## Work to complete
A. From the wine passage, list every tasting note that people attributed to Chardonnay.
B. Copy the wine passage word for word, starting at "Give me a Gamay" and ending at "reappeared. Pinot Noir.".

I had always preferred red wine. White held no interest for me. When people talked about the “butter” or “popcorn” or “oakiness” in a Chardonnay, I didn’t believe it, didn’t taste it, gave up trying to taste it. To me, there were no tasting notes … it was all acid, and once it was 1 degree warmer above the ideal temperature, undrinkable. In college, my friends knew I was at an event when they saw a waiter carrying a solitary glass of red among many whites.

Anything.
But.
Chardonnay.

Give me a Gamay Beaujolais … that was my wine. Nice to sip alone or pair with food, balanced alcohol and fruit, neither too heavy nor too light. Alas, it disappeared from the shelves … and when I mentioned it, people didn’t know which wine I meant. But my whining was rewarded … and years later with a new name, it reappeared. Pinot Noir.

## Rows
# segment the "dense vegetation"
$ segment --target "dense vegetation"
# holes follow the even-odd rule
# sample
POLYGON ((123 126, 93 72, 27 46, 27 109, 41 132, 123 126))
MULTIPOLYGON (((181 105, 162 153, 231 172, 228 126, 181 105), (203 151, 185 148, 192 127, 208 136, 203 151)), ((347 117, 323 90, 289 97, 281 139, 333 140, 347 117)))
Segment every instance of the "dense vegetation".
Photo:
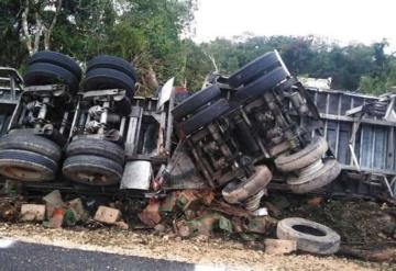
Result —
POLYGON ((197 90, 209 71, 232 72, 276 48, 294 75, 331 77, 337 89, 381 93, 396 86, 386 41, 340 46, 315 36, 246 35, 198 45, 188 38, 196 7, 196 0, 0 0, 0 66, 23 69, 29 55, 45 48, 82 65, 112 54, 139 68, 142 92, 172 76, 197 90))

---

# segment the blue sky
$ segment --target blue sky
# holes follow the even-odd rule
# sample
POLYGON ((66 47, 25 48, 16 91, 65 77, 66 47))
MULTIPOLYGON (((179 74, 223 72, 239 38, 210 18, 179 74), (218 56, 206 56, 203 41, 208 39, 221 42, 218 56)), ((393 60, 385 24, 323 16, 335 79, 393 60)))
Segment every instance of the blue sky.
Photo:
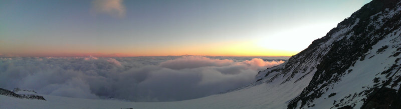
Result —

## Expected responses
A. butter, popcorn, oakiness

B.
Give me a Gamay Beaujolais … that was my wine. Nice to sip alone or pair with food, balanced alcohol and fruit, neither too heavy nor too light. Alas, it disappeared from the shelves … and when I mentioned it, people didn’t know which wine I meant. But my whining was rewarded … and years later with a new name, it reappeared. Pinot Noir.